• [Your instructions]
With nothing added and nothing dropped, write out all of the entries below.

[Dataset excerpts]
-.-.-

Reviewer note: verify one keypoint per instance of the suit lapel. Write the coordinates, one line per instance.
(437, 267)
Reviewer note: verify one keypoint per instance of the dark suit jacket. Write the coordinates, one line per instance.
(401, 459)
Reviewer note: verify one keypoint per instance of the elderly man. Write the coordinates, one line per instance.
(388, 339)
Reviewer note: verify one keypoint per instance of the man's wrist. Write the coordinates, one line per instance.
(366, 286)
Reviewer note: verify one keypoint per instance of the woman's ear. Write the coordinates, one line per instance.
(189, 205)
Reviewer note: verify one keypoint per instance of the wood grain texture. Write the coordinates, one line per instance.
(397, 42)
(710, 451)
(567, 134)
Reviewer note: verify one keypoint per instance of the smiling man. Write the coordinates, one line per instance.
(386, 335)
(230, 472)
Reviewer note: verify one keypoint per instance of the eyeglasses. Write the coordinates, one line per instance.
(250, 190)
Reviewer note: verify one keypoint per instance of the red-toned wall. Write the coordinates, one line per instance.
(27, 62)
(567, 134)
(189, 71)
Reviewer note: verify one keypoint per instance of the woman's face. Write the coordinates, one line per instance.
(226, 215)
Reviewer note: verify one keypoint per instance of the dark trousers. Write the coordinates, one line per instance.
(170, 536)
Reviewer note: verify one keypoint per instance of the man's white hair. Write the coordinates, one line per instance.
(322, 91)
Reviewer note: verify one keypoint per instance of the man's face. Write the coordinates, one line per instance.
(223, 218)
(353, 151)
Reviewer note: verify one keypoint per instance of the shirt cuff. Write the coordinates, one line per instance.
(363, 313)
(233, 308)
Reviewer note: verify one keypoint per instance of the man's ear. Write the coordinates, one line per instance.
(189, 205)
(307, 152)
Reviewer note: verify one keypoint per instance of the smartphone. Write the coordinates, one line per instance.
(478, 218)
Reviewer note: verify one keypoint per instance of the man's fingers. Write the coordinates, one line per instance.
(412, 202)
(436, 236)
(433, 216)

-.-.-

• [Exercise answer]
Reviewer note: verify one keypoint per instance of the suit lapel. Write the coordinates, one line per instance.
(437, 267)
Reviewer note: verify one keypoint per instance of the dark suit jacket. Write the coordinates, one line per instance.
(401, 459)
Reviewer note: verify one keypoint per instance of the elderly man. Write the coordinates, one line per instance.
(388, 339)
Reviewer note: verify one keypoint per instance of the man's wrist. Write the coordinates, one line per instance.
(366, 286)
Reviewer note: verify one keypoint per instance of the woman's ear. Write the coordinates, one line per instance.
(189, 205)
Reviewer note: verify one keypoint per instance of the wood grain texture. Write the coordinates, one line per instance.
(397, 42)
(710, 451)
(567, 134)
Reviewer note: verify one keypoint per instance of the smiling man. Write the coordinates, one line per instance.
(386, 335)
(230, 472)
Reviewer note: verify one keypoint per instance of the eyeglasses. Write the coordinates, one line per instance.
(250, 190)
Reviewer note: verify one keypoint per instance of the red-toned wall. Write the coordinates, one line per instance.
(27, 62)
(567, 134)
(189, 71)
Reviewer note: verify one keypoint per instance of the woman's face. Write the coordinates, one line per instance.
(226, 215)
Reviewer note: verify one keypoint per instance of the dark trousers. Write the coordinates, one line per instance.
(170, 536)
Reviewer note: verify one keypoint per instance of the man's white hair. Write the coordinates, one line per instance.
(322, 91)
Reviewer note: verify one keypoint per instance of the man's face. Write the coordinates, one line per instance.
(223, 218)
(353, 151)
Reviewer note: verify one keypoint per instance of the shirt cuff. Write the coordinates, one line per instance.
(363, 313)
(233, 308)
Reviewer note: verify one keypoint per instance of the man's ear. Write the coordinates, one line per instance.
(189, 205)
(307, 152)
Reviewer note: verify one keypoint per instance of the smartphone. Write the coordinates, one line per instance.
(478, 218)
Reviewer note: verify one keypoint per instance of the man's fingers. Write the coordinates, one line per instance.
(412, 202)
(436, 236)
(433, 216)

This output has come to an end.